Monkeybread’s cell_contact function computes the number of cells in one group of cells that are “in contact” (i.e., within a specified radius) with cells in another group. If radius is not specified, it can be inferred using width and height for each cell. The cell_contact_embedding function will highlight cells in the two groups that are in contact. The cell_contact_heatmap will display the number of cells in group1 (rows) that are in contact with cells in group2 (columns)

# Pull out clusters to examine
group1 = list(map(str, range(5, 11)))
group2 = list(map(str, range(5, 11)))

fig, axs = plt.subplots(nrows = 1, ncols = 2, figsize = (12, 4))

# Calculate cell contact in 15-micron radius between group1 and group2
observed_contacts = mb.calc.cell_contact(
    adata,
    groupby = "clusters",
    group1 = group1,
    group2 = group2,
    radius = 15
)

# Plot observed contact in color, and all cells in gray
mb.plot.cell_contact_embedding(
    adata,
    observed_contacts,
    group = "clusters",
    ax = axs[0],
    show = False,
    s = 3,
)

# Plot a heatmap showing number of contacts between each group
mb.plot.cell_contact_heatmap(
    adata,
    "clusters",
    observed_contacts,
    ax = axs[1],
    show = False,
    annot_kws = {
        "fontsize": "xx-small"
    }
)
plt.gcf().set_dpi(300)
plt.subplots_adjust(wspace=0.3)
plt.show()

> _PROBLEM TO WORK ON_:
According to the text on Monkeybread's cell contact functions, how can the radius be inferred when it is not specified?

[Records taken from a dataset]
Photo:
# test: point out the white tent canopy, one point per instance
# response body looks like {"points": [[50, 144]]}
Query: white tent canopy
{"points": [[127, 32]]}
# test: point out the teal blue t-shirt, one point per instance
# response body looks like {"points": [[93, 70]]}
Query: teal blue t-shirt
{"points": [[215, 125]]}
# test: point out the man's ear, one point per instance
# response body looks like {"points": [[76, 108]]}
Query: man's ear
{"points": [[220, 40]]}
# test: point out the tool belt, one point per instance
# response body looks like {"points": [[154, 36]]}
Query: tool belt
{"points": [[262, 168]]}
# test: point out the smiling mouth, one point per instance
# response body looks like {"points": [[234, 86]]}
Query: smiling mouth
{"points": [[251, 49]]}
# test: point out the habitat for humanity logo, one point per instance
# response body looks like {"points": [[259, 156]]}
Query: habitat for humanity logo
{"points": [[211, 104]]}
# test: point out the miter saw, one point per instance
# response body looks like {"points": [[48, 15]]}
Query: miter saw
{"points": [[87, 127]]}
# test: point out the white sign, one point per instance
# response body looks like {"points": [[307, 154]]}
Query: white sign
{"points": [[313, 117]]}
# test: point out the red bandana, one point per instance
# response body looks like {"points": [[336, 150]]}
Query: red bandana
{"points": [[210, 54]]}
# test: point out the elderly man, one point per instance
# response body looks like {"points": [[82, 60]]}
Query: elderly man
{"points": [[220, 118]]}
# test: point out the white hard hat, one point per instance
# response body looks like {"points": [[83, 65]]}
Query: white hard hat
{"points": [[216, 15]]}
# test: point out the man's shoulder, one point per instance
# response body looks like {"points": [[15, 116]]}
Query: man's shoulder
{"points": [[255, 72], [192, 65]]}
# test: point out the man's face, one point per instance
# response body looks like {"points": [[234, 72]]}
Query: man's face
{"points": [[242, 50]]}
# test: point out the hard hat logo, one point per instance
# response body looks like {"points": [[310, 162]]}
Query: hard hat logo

==

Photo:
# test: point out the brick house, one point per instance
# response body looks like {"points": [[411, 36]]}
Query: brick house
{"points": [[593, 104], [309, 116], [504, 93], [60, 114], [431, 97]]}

...

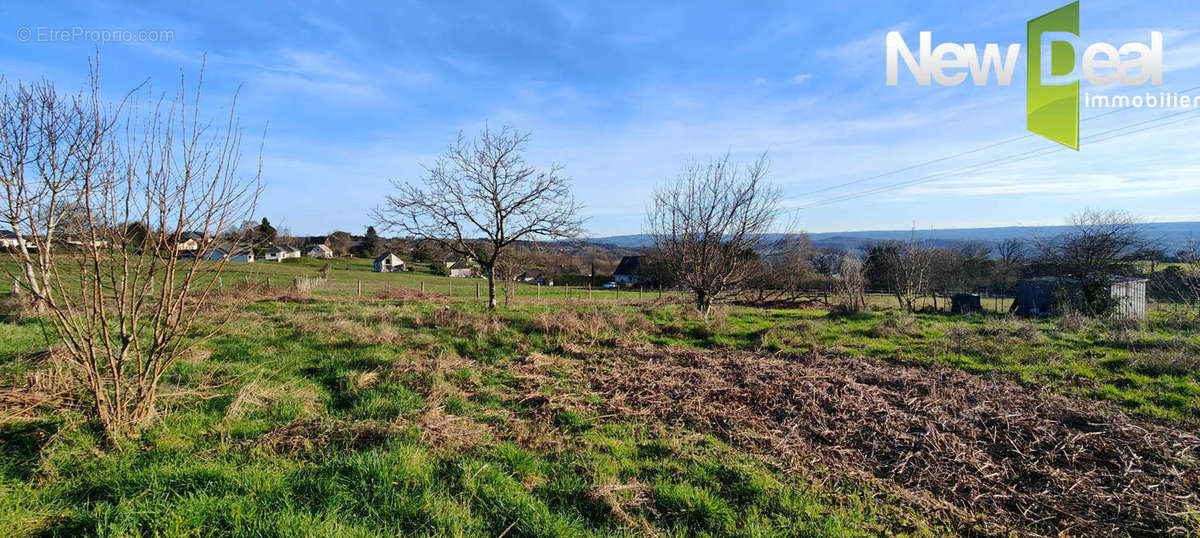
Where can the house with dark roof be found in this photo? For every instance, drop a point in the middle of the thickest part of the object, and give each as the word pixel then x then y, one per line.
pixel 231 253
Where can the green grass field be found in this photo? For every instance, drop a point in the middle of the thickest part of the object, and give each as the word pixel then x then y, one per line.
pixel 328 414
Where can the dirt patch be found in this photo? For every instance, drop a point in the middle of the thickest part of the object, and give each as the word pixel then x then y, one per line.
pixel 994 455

> _OUTPUT OF THE TASK_:
It can be inferred using the width and height of each cell.